EXTRACTED DATA:
++++
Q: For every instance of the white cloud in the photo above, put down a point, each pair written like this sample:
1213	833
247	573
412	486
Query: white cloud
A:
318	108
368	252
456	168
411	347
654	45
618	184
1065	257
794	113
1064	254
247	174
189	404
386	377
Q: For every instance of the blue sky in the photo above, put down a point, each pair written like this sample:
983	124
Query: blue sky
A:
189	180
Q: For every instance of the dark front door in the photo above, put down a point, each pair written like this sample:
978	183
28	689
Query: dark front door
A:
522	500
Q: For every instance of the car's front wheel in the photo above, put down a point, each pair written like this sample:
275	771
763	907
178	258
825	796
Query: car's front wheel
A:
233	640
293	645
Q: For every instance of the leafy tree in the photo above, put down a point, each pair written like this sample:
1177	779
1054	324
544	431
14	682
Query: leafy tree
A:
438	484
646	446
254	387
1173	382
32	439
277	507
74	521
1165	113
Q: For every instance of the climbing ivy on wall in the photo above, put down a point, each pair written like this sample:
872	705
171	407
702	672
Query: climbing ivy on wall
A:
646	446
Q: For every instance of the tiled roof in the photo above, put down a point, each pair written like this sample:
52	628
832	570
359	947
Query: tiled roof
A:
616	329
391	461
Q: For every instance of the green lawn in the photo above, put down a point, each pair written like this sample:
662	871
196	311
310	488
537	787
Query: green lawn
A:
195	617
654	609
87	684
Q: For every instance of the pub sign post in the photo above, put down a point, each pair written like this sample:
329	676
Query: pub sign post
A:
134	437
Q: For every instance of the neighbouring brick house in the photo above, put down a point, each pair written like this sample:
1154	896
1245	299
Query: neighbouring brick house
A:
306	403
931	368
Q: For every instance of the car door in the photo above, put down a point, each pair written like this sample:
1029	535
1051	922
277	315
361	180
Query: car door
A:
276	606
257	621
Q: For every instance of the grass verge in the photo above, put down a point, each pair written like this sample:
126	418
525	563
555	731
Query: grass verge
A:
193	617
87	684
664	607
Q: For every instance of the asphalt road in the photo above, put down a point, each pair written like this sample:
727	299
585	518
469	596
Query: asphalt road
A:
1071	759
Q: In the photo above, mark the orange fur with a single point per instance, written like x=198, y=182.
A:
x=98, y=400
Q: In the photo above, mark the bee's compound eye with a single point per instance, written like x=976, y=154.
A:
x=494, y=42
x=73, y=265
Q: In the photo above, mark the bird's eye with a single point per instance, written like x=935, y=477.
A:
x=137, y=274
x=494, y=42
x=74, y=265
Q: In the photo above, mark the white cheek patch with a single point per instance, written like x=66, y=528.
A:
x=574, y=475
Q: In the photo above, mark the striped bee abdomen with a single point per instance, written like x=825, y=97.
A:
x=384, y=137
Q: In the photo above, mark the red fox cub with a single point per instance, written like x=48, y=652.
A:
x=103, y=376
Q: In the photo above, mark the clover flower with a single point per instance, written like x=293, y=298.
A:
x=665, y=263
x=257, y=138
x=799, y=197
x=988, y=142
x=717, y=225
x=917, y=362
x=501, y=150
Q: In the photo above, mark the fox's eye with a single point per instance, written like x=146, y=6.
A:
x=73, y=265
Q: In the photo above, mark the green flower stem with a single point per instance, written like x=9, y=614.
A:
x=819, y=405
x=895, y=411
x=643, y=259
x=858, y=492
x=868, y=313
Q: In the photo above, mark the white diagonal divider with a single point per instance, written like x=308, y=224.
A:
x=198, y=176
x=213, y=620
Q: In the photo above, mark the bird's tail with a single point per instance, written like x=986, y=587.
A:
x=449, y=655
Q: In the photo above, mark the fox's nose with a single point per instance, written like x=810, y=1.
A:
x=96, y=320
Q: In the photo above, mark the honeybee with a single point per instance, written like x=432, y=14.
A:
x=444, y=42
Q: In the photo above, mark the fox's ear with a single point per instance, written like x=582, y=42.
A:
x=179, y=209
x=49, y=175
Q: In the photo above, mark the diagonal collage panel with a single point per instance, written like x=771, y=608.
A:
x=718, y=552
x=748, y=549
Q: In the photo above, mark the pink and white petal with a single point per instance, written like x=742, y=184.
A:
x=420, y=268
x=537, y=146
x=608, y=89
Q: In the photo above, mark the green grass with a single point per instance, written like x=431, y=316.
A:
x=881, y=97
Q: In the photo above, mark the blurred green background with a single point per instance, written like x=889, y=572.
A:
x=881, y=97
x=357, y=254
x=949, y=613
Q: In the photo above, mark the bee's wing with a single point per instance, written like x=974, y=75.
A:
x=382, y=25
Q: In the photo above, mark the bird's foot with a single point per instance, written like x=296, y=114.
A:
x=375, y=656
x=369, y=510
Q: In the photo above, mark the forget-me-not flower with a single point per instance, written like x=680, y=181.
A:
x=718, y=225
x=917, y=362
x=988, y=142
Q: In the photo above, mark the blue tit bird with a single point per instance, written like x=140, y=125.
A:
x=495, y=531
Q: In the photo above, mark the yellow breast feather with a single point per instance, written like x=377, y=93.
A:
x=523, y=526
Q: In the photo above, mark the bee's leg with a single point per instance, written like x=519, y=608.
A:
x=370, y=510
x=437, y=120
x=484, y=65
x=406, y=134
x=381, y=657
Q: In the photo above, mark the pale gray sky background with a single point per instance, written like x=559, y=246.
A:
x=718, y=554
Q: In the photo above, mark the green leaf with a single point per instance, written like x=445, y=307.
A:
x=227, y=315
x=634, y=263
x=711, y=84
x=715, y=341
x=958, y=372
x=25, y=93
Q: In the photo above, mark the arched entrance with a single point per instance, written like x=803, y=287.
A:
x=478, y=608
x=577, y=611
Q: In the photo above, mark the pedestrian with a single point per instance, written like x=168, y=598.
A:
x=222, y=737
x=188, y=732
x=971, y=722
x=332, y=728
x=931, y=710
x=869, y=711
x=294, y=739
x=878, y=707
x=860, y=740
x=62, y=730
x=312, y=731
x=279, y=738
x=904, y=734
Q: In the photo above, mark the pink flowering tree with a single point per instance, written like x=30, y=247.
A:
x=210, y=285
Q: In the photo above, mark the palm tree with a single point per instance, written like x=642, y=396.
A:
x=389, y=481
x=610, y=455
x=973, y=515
++++
WHAT THE TASK ASKS: Quote every line of the records above, from the first down to the one holding "Query: neighbouring brick house", exactly as written.

PROBLEM SOLUTION:
Q: For every instance of the white cloud in the photo above, put down a point, each pair written like this sample:
1213	833
247	573
412	486
Query: white cloud
A:
318	108
368	252
456	168
411	347
654	45
618	184
1065	257
794	113
1064	254
247	174
189	404
386	377
Q: For every instance of the blue sky in the photo above, put down a point, each pair written like this sample:
983	124
Query: blue sky
A:
189	180
Q: For every instance of the dark front door in the photo above, put down a point, each pair written like this sample:
978	183
28	689
Query: dark front door
A:
522	500
Q: For every instance of the car's front wheel in the photo above, put down a point, each pair written like this sample:
275	771
763	907
178	258
825	796
Query: car's front wheel
A:
233	640
293	645
Q: For every instance of the leafy tree in the photo above, put down a point, each pair written like this sample:
1177	779
1054	324
544	431
14	682
Query: leafy tree
A:
438	484
646	446
254	387
1173	382
32	439
277	507
74	521
1165	113
Q: For every instance of the climbing ivy on wall in the photo above, put down a point, each pair written like this sample:
872	705
171	407
702	672
Query: climbing ivy on wall
A:
646	446
Q: For every instance of the tiled roof in the photo above, put down a point, each pair written like this sample:
52	628
832	570
359	947
Query: tiled roof
A:
616	329
391	461
Q: For every instance of the green lawn in the photo above, put down a point, each pair written like this sample:
662	871
196	311
310	488
537	787
Query: green lawn
A:
195	617
654	609
87	684
Q: For every instance of the pub sign post in the photo above, put down a point, each pair written like this sample:
329	676
Query: pub sign post
A:
134	437
Q: For every instance of the neighbouring brick house in the photo above, put down a point, each pair written like this sample:
1154	896
1245	299
Query: neighbouring brick house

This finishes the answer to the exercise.